▸ **Aim**
Gather each line of the records below that contains the string "tree", treating uppercase and lowercase as different, and copy those lines out in full.

▸ **Data excerpts**
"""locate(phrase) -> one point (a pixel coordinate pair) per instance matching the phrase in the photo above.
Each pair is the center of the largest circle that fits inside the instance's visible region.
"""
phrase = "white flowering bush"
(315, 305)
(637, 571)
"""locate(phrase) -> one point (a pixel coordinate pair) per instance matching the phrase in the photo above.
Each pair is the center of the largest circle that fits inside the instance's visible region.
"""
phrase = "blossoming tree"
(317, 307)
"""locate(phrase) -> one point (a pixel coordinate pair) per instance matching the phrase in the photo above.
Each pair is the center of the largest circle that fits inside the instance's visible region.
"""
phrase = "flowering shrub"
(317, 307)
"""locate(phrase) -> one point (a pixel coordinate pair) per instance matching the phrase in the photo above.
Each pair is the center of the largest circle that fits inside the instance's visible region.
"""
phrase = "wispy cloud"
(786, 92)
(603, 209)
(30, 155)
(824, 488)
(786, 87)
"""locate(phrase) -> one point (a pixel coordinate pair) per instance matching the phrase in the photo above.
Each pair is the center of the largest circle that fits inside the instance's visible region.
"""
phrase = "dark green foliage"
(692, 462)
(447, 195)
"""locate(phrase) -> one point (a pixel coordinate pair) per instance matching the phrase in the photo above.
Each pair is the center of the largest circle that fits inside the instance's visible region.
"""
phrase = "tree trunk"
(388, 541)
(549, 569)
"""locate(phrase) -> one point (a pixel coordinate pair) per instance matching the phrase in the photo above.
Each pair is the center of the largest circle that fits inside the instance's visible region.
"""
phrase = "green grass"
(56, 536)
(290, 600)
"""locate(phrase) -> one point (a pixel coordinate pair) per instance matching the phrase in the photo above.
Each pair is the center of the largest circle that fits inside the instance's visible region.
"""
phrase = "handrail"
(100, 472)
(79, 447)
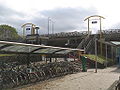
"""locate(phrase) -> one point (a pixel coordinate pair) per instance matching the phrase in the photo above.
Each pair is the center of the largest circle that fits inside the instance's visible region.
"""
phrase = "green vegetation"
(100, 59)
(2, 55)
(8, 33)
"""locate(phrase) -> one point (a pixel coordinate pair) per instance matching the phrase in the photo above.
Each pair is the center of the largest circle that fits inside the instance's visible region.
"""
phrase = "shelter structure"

--

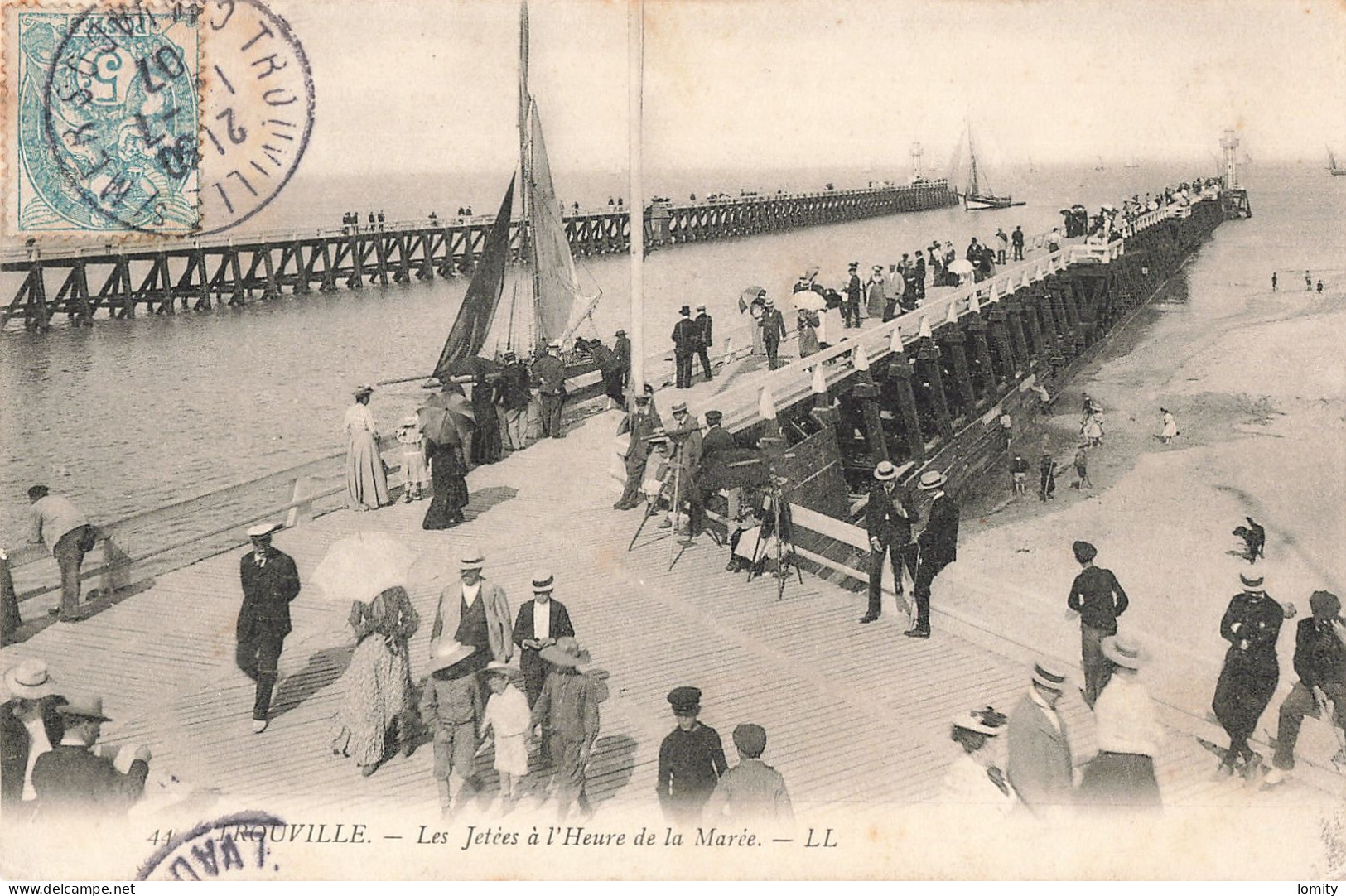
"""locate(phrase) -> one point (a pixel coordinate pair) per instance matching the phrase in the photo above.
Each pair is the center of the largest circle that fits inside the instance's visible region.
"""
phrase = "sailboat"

▸ **Solved exercise**
phrase = "blossoming tree"
phrase = "tree trunk"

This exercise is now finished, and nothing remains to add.